Alıştırma Bölümleri:
**a.** Web 3.0 yazısında sesi olmayanlara ses verdiği söylenen platformlar hangileridir?
**b.** Listede "glove" sözcüğünü içeren satırları say; kaç tane var? Yalnızca sayıyı yaz.

Kaynaktan Alıntı:
Web 3.0 Nedir? Monarşiden Demokrasiye Giden Yol!

Web 3.0 Nedir?

İnternet ortaya çıktığı ilk günden itibaren büyük bir değişim içerisinde. Ancak çoğumuz bu değişim serüvenine kendimizi kaptırıp arkasındaki teknolojik gelişmelerin farkına varamıyoruz. Örneğin hepimiz en az bir kez dahi olsa internetten alışveriş yapmışızdır. Ancak yaptığımız bu alışverişlerde sanal cüzdanların, online dijital ödemelerin ve daha fazlasının nasıl ortaya çıktığıyla ilgilenmemişizdir. Ancak hızla kullanmaya ve tüketmeye devam ediyoruz. Biz tüketmeye devam ederken de internet değişmeye ve evrilmeye devam ediyor. Peki şu an ne durumdayız?

İnternetin mucidi olan Tim Berners Lee, 1989’da internetin birbirine linklerle bağlanan bilgilerden oluşacağını ve evindeki bilgisayarından internet sayesinde tüm dünyaya bağlanılabileceğini söylediğinde; herkes bunun çok iddialı olduğunu söyleyip onu ciddiye almamıştı. Çünkü insanoğlu bilmediğini reddetmeye alışkındır. Bilenlerin ise reddetmek için gerekli sebepleri vardır. (Burada ne demek istediğimi yazının geri kalanını okuduğunuzda daha iyi anlayacaksınız.)

Web 3.0 Nedir?

Web 3.0 Gelişim Süreci:

Bilindiği gibi ‘World Wide Web‘, yalnızca bir dizi bilgi içeren ve etkileşimli içeriği olmayan statik bir web sitesiydi. İnternete bakan kişiler genelde bu sınırlı sayıdaki statik sayfaları sadece tüketiyordu. Kısacası kullanıcılar pasifti.

Bunun arkasından Web 2.0 geldi. Web artık sadece gözlem yapmakla ilgili değil; katılmakla da ilgiliydi. Küresel bilgi paylaşımı ‘Sosyal Medya’ çağını doğurdu. YouTube, Wikipedia veya Twitter, sesi olmayanlara ses verdi ve benzer düşünceye sahip toplulukların gelişmesine yol açtı. Statik web siteleri yerlerini dinamik olanlara bıraktı. Bunların yanına cep telefonları da eklendi. Bu heyecanlandırıcı değişimler elbette güzel ancak eksik olan neydi?

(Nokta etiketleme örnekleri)
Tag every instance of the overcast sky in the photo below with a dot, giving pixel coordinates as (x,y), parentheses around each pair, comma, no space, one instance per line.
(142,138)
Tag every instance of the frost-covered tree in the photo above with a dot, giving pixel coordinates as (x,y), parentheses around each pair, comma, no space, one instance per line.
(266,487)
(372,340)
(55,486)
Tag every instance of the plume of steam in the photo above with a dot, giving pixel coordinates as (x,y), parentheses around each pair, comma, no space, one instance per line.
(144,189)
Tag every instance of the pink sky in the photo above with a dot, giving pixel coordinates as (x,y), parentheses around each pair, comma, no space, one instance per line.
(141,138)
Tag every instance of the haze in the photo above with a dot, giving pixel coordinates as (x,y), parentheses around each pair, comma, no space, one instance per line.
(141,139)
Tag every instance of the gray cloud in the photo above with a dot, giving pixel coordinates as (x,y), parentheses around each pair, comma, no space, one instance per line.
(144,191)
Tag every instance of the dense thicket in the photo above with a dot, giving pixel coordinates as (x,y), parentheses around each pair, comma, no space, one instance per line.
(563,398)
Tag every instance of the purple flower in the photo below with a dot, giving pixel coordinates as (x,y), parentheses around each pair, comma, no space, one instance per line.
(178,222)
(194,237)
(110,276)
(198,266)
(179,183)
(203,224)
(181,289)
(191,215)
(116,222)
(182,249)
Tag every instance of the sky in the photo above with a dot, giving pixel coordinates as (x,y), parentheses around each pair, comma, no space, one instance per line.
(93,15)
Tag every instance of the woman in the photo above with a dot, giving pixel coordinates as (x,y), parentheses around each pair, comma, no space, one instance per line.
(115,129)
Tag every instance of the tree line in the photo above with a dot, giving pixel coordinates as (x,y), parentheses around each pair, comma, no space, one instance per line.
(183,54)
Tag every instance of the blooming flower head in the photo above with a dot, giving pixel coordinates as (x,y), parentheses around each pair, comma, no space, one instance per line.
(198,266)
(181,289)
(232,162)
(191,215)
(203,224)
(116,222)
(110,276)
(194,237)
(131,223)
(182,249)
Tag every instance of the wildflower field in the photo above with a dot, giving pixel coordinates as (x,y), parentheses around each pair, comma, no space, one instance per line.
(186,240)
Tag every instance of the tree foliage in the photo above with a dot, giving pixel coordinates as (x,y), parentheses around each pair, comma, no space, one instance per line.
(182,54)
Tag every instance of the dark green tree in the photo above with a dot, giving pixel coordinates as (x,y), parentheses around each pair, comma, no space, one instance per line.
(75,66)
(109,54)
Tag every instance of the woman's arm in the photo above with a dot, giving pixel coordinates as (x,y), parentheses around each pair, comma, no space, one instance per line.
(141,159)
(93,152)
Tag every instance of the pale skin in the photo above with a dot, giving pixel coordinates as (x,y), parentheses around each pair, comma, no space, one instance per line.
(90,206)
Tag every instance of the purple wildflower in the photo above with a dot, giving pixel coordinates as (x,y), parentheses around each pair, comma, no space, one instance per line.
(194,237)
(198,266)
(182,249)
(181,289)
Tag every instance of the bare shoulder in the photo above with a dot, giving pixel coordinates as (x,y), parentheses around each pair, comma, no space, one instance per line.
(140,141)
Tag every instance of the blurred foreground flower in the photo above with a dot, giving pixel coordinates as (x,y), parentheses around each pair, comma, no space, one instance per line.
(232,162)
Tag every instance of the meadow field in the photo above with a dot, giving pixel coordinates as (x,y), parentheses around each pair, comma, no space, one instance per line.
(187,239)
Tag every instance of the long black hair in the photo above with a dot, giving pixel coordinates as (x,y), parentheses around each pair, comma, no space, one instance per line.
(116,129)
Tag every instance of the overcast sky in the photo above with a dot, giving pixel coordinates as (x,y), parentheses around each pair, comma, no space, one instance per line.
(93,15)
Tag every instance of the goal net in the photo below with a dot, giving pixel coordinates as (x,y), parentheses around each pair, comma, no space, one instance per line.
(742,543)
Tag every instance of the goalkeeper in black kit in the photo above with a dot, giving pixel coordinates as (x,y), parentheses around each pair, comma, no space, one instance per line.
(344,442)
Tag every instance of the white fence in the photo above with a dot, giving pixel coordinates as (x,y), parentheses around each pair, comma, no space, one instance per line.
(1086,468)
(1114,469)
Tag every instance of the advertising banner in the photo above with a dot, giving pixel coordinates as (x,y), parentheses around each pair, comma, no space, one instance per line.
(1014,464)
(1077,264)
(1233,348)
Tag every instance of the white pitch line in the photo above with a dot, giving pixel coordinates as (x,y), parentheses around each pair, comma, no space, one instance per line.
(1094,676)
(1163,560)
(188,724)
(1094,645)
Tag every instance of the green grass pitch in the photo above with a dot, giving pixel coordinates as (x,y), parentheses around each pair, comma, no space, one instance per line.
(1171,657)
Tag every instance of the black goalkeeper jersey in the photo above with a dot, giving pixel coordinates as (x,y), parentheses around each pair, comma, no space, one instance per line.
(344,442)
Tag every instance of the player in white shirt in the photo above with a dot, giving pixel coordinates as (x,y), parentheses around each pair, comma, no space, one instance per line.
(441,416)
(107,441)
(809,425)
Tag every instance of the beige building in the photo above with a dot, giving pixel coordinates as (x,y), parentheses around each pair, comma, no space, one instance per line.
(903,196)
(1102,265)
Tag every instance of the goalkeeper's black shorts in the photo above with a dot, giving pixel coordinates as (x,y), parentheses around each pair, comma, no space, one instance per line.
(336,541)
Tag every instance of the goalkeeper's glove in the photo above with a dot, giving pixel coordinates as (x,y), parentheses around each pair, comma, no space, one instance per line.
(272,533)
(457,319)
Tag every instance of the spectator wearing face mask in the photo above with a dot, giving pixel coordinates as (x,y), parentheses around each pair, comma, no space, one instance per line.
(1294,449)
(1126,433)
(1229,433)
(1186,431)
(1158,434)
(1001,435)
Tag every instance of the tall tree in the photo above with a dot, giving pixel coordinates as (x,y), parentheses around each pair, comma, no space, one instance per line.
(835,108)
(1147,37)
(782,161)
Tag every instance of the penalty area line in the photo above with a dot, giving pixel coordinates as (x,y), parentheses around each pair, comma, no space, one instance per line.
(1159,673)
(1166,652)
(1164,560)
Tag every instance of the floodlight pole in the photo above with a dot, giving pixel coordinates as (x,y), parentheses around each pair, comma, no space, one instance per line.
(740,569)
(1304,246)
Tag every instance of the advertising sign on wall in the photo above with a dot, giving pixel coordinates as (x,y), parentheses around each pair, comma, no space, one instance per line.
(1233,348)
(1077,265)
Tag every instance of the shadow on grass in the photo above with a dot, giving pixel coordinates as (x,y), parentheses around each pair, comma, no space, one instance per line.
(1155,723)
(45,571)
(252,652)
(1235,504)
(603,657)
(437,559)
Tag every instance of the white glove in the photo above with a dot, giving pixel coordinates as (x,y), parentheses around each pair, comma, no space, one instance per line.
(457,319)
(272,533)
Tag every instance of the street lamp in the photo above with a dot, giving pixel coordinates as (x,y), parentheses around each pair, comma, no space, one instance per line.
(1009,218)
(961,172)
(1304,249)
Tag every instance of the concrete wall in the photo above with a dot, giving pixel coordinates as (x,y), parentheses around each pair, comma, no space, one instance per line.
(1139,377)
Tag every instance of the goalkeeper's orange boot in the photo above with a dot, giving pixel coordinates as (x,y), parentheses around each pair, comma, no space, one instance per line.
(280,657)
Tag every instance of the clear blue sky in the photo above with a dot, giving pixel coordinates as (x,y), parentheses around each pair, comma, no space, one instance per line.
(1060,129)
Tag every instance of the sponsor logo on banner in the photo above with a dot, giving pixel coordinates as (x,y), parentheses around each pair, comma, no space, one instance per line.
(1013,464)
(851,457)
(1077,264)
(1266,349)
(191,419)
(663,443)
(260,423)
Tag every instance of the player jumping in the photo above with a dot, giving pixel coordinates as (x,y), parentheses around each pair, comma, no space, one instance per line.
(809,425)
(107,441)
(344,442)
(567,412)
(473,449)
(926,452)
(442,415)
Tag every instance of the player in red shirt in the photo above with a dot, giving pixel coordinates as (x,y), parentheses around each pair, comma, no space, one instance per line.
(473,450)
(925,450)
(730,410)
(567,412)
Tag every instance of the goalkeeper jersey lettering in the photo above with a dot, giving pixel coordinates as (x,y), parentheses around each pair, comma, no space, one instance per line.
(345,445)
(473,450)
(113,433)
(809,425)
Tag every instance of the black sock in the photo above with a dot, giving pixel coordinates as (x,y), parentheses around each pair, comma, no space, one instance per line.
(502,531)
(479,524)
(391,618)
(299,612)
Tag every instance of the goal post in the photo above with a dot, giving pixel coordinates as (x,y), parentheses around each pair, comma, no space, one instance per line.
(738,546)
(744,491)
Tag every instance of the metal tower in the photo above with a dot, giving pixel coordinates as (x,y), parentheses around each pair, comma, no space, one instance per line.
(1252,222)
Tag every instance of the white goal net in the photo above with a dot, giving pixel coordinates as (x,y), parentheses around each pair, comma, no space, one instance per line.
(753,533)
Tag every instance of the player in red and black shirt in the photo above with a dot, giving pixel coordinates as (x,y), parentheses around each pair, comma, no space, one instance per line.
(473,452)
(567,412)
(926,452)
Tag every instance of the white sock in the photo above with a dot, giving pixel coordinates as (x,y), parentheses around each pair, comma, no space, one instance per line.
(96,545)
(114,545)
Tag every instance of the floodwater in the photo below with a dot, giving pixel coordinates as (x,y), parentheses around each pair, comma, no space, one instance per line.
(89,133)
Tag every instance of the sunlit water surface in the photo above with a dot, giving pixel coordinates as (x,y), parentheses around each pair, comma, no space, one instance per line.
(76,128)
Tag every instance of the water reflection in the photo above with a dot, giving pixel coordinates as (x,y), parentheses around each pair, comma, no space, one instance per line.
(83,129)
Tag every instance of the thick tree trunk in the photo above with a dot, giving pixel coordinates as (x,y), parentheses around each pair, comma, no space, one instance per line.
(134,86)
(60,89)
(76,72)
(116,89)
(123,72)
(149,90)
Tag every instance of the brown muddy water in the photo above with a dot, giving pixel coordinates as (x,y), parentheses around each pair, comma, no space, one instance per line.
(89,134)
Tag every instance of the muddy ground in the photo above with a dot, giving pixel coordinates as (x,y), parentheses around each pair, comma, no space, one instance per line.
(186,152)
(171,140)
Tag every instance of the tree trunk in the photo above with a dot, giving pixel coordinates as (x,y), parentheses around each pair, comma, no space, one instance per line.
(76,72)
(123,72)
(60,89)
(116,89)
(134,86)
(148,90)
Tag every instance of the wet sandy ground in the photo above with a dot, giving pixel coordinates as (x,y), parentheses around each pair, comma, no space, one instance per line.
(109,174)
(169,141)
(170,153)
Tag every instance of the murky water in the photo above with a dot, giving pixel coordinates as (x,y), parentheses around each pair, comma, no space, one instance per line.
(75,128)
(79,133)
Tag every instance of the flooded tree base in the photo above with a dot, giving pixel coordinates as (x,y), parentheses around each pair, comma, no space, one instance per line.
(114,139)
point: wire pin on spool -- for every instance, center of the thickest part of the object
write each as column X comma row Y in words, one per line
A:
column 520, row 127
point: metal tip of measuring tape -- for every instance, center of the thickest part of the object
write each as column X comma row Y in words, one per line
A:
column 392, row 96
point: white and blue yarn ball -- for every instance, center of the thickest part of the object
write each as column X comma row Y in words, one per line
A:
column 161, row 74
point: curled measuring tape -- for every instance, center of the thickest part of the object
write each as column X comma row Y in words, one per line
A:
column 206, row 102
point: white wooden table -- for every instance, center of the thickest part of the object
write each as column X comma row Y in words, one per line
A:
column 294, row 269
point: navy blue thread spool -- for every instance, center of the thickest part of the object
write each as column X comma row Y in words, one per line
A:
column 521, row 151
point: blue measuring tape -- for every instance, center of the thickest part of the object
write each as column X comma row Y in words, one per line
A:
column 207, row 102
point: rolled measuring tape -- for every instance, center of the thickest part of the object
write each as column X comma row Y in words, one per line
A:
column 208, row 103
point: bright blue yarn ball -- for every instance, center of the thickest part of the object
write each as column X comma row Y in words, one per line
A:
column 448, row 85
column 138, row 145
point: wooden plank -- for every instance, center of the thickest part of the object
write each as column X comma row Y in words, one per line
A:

Görev Yanıtları:
**a.** YouTube, Wikipedia, Twitter

**b.** 2